::: TEXT EXCERPT

American Airlines Award Space As Pathetic As It’s Ever Been

I had a dream last night that American Airlines was on the verge of announcing that all of their international flights would either offer either:

  • 3 business class award seats, or
  • 2 first class award seats

The rule was going to be that each aircraft’s forward cabin would guarantee to offer some premium cabin award space.


American Airlines Boeing 787 Business Class

I woke up ready to blog about this, and talk about how it’s similar to the move that British Airways made with their huge 2015 devaluation, guaranteeing at least 2 business and 4 economy seats per flight that year when schedules loaded, and United’s guarantee that ‘every flight to every destination’ would have award seats when they devalued in 2006.

American had promised a year ago that we’d be seeing more transatlantic and transpacific business class award availability (right away) but that hasn’t happened, outside of momentary glitches or dumps of space that are removed as quickly as they appeared. And of course the change was just a dream.

I woke up and things were… the new normal.

Since American’s award search calendar is broken (and has been for months), you can’t search for American flights only anymore. So if you want to see what availability looks like on American’s flights and not British Airways flights then you need to search non-stop availability on routes that BA doesn’t serve. That rules out most of American’s London Heathrow routes and it rules out New York – Paris.

There is not one single business class award seat from today through end of schedule, eleven months, on:

  • Raleigh Durham – London Heathrow
  • Dallas – Madrid
  • Dallas – Paris
  • Dallas – Hong Kong
  • Los Angeles – Sydney
  • New York JFK – Milan

Not a single business class saver seat. And this isn’t “cherry picking” routes, these are the first routes I selected at random.


American Airlines Boeing 777-300ER Business Class

I don’t want to suggest there’s literally no business class award space on American metal, just very little. For instance searching the entire year New York JFK – Barcelona had a business class award seat on May 13, 30; June 3, 10, 18, 24, 25, 30, 31; November 24, 25, 26 (12 out of 331 days).

Thank goodness for secret partner Jet Airways.

American used to offer the best award availability of any US airline. Now it offers the worst. To some extent the change began before the US Airways merger. As American brought new business class products into the fleet they became careful with availability. I expected things to worsen with the merger because US Airways was always tight-fisted with awards, though the one unique thing about US Airways was that they were generous with domestic first class awards — and American is no longer even good there.

::::::
::: DATASET ENTRIES

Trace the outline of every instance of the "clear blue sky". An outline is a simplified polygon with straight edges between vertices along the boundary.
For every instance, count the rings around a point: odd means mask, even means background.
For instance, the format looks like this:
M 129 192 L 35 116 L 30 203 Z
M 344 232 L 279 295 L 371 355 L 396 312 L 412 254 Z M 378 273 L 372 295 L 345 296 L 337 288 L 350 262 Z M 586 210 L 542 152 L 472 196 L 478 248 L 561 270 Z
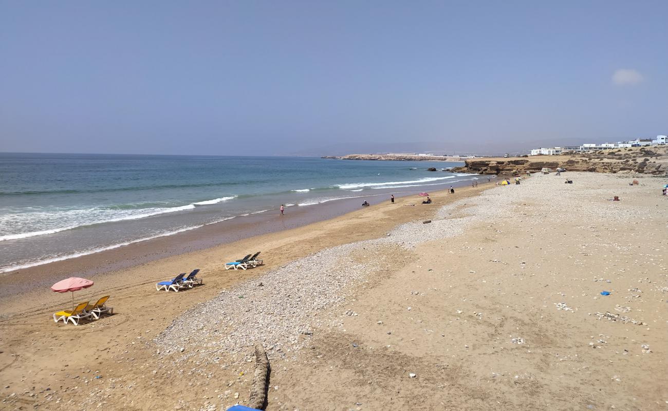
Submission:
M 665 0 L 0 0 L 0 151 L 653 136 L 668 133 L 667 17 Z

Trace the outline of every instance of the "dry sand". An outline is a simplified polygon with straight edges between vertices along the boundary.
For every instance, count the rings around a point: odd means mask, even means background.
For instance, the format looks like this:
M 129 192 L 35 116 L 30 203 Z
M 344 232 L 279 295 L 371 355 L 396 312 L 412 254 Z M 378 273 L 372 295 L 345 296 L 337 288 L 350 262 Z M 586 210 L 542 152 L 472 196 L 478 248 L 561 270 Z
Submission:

::::::

### [TASKS TO CARRY OUT]
1. In the American Airlines award space piece, rewrite everything from "Since American’s award" down to "selected at random.", changing "Dallas" to "Dallas Fort Worth" throughout.
2. Which routes does the American Airlines award space piece say had not a single business class award seat from today through the end of the schedule?
3. Summarize the American Airlines award space piece in two sentences.

### [SOLUTIONS BELOW]
1.
Since American’s award search calendar is broken (and has been for months), you can’t search for American flights only anymore. So if you want to see what availability looks like on American’s flights and not British Airways flights then you need to search non-stop availability on routes that BA doesn’t serve. That rules out most of American’s London Heathrow routes and it rules out New York – Paris.

There is not one single business class award seat from today through end of schedule, eleven months, on:

  • Raleigh Durham – London Heathrow
  • Dallas Fort Worth – Madrid
  • Dallas Fort Worth – Paris
  • Dallas Fort Worth – Hong Kong
  • Los Angeles – Sydney
  • New York JFK – Milan

Not a single business class saver seat. And this isn’t “cherry picking” routes, these are the first routes I selected at random.

2.
- Raleigh Durham – London Heathrow
- Dallas – Madrid
- Dallas – Paris
- Dallas – Hong Kong
- Los Angeles – Sydney
- New York JFK – Milan

3. American promised more transatlantic and transpacific business class award availability a year ago, but it hasn't happened, and several routes have no business class saver seat for the entire eleven-month schedule. American once offered the best award availability of any US airline and now offers the worst, a change that began before the US Airways merger.